▶ PROBLEM:
Using the bog copper text that follows, answer these:
(a) What wingspan does it give for the bog copper?
(b) In which US state is the species listed as a species of special concern?
(c) How many broods does it have per year?

▶ EXCERPT PROVIDED:
=======

Scientific classification
- Domain: Eukaryota
- Kingdom: Animalia
- Phylum: Arthropoda
- Class: Insecta
- Order: Lepidoptera
- Family: Lycaenidae
- Genus: Lycaena
- Subgenus: Epidemia
- Species: L. epixanthe
- Binomial name: Lycaena epixanthe (Boisduval & Le Conte, [1835])
- Synonyms: Epidemia epixanthe;

= Lycaena epixanthe =

- Genus: Lycaena
- Species: epixanthe
- Authority: (Boisduval & Le Conte, [1835])
- Conservation status: G4
- Synonyms: Epidemia epixanthe

Species of butterfly

Lycaena epixanthe, also known as the bog copper or cranberry-bog copper, is a North American species of butterfly in the family Lycaenidae. Adults like to sip drops of dew clinging to leaves and almost exclusively nectar on their host plant, cranberries. Because of this, bog coppers will spend their entire lives within the area of a single acid bog. Even though their flight is weak and close to the ground, bog coppers are hard to catch because of the habitat in which they live. Also, 85% of the bog coppers life span is spent in the egg. It is listed as a species of special concern in the US state of Connecticut.

==Description==
The bog copper is the smallest North American copper. The upper side of the males wings is dark gray-brown with a purplish sheen (it glows under UV light very strongly). The male has very few black basal spots on the fore wing. The hind wing outer margin has orange markings. The upper side of the females wings is very similar to the males except the female has a lighter purplish iridescence. The underside of the wings in both sexes varies from whitish-gray to yellowish-tan. The wingspan measures 2.2–2.5 cm.

==Similar species==
Similar species in the bog copper's range include the purplish copper (Lycaena helloides) and the dorcas copper (Lycaena dorcas). Another butterfly that is similar to the Lycaena epixanthe is the Lycaena hetereonea, except the blue color is on the upper side and the brown color is on the underside of the wing.

The purplish copper is larger, the female has a lot of orange on the upper side, and both sexes have a conspicuous orange submarginal line on the upper side of the hind wing.

The dorcas is larger, the male has more black spots on the upper side, the female has more orange on the upper side, and the underside of the wings is pinkish-brown or tan with a red-orange hind wing submarginal line.

==Habitat==
The only habitat in which bog coppers occur are acid bogs with cranberries. Thus conservation of acid bog habitats is essential for this butterfly.

==Flight==
This species is on the wing mostly from late June to early August (mid-June to mid-July near Ottawa, mid-June to early July in New Jersey, and mid-June to mid-August in Maine).

==Life cycle==
Males perch on low foliage (usually cranberry) all day from 10:00 A.M. to 6:00 P.M. to await females. If a male sees a female passing by, he will pursue her. When she lands, the male will land behind her, vibrate his wings, and then they will mate. If the female has already mated or does not want to mate, she will vibrate her wings and then the male will leave. Females lay their eggs singly on the underside of host plant leaves a few inches above the bog surface. The whitish egg can withstand flooding. The larva is bluish-green with a darker green middorsal stripe. The bog copper larva is the only copper that feeds on cranberries. The chrysalis is pale yellow-green to green with brown and white markings. Rarely, the chrysalis can be solid dark purple. The egg overwinters, usually under water with the larva fully developed inside. It has 1 brood per year.

==Food plants==
The larvae feed upon shrubby cranberries in the heath family (Ericaceae).
Here is a list of host plants used by the bog copper:
- Large cranberry, Vaccinium macrocarpon
- Small cranberry, Vaccinium oxycoccos

The adults feed on water and nectar from cranberry flowers.

=======

▶ DATA SECTION:
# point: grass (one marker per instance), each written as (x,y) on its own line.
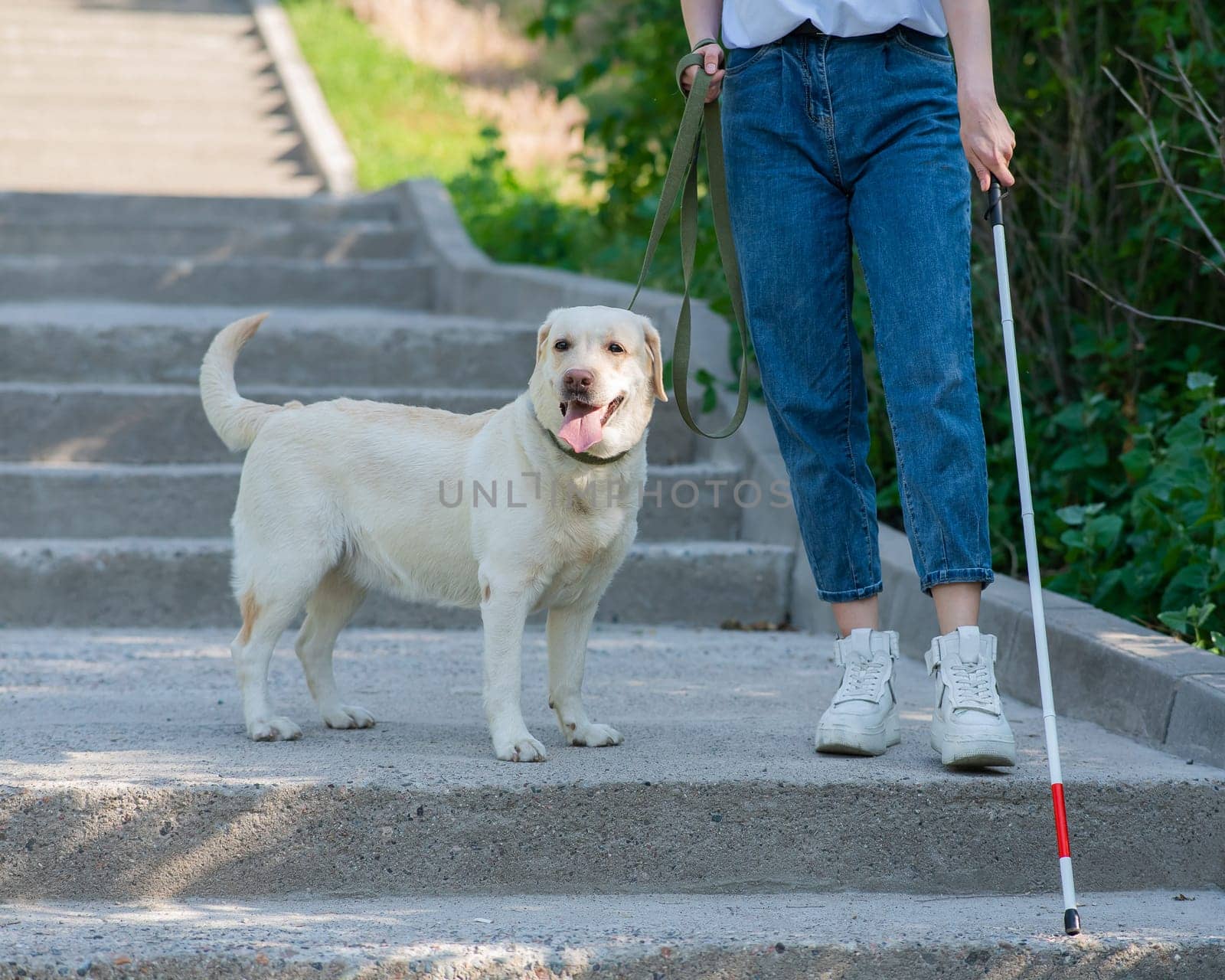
(401,119)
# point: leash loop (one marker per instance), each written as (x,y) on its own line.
(700,118)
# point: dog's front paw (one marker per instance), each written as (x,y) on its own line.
(593,735)
(349,716)
(524,749)
(273,730)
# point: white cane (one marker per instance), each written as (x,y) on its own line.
(995,214)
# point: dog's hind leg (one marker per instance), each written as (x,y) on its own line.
(332,606)
(263,626)
(567,632)
(270,596)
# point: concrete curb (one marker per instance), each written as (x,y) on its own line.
(324,140)
(1124,677)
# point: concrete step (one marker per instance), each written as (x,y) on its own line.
(79,210)
(184,582)
(128,776)
(851,936)
(371,282)
(167,424)
(49,167)
(185,500)
(163,423)
(340,242)
(363,347)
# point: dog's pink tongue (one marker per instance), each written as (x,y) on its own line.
(582,426)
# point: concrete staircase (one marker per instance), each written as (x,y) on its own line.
(144,96)
(142,835)
(119,493)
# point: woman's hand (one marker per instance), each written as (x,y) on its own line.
(986,139)
(712,55)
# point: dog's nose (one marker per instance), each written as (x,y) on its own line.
(579,379)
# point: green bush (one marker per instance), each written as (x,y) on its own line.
(1089,218)
(1124,420)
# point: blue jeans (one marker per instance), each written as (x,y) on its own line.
(832,140)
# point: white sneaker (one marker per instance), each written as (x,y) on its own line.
(968,727)
(863,718)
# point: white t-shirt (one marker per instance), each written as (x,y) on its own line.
(747,24)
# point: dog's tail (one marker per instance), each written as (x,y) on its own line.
(234,418)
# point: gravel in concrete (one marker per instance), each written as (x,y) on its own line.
(129,775)
(851,936)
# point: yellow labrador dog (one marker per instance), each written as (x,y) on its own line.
(524,508)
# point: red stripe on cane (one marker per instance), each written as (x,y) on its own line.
(1061,820)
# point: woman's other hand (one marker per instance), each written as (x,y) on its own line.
(712,63)
(988,139)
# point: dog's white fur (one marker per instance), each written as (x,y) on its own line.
(343,496)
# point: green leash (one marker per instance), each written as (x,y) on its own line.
(681,179)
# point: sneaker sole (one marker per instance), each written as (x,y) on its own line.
(844,740)
(973,753)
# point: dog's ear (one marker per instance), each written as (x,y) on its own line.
(543,337)
(657,357)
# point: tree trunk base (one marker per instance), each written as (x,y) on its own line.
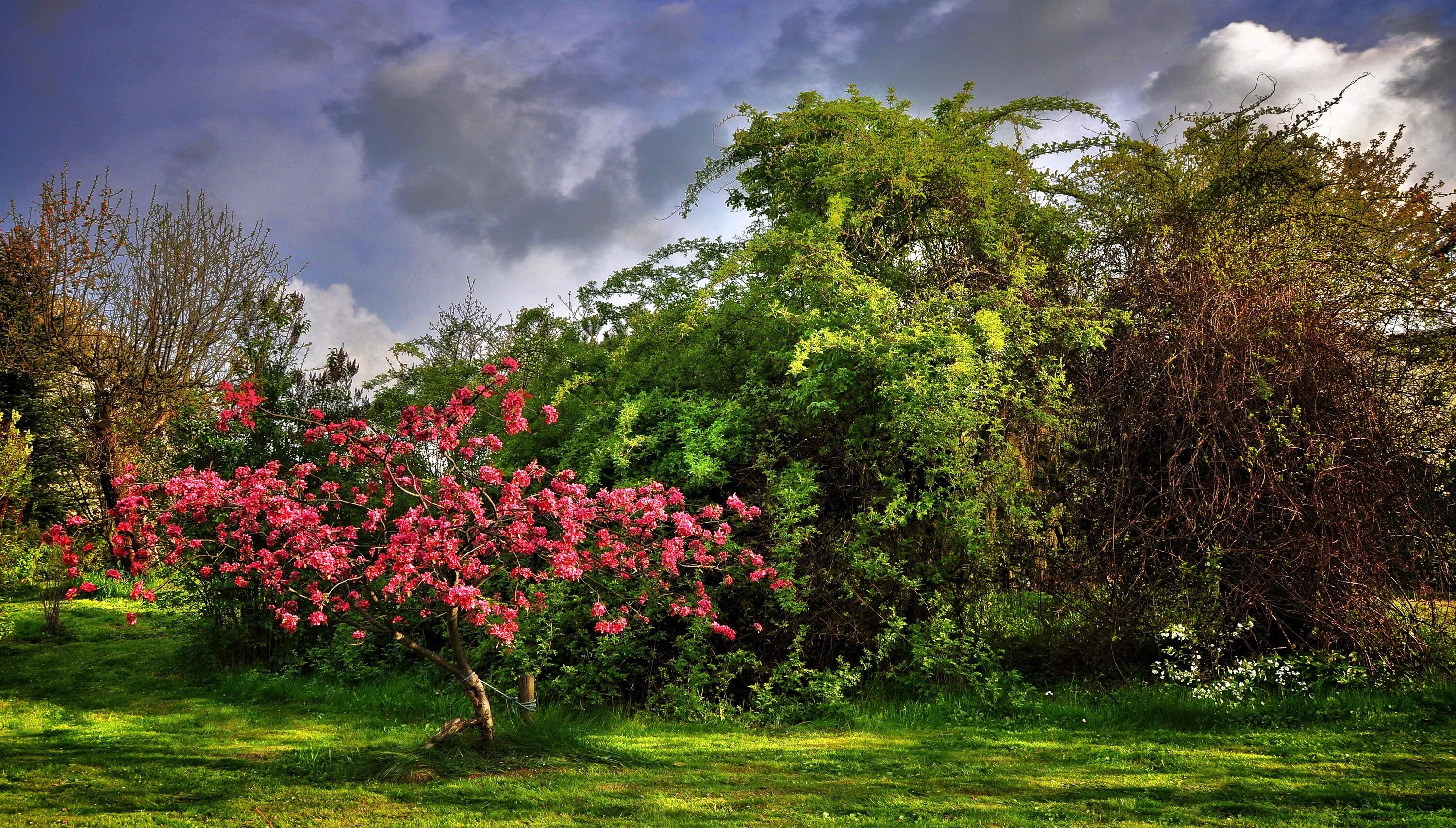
(456,727)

=======

▶ WRITTEN SOLUTION:
(a) 2.2–2.5 cm
(b) Connecticut
(c) 1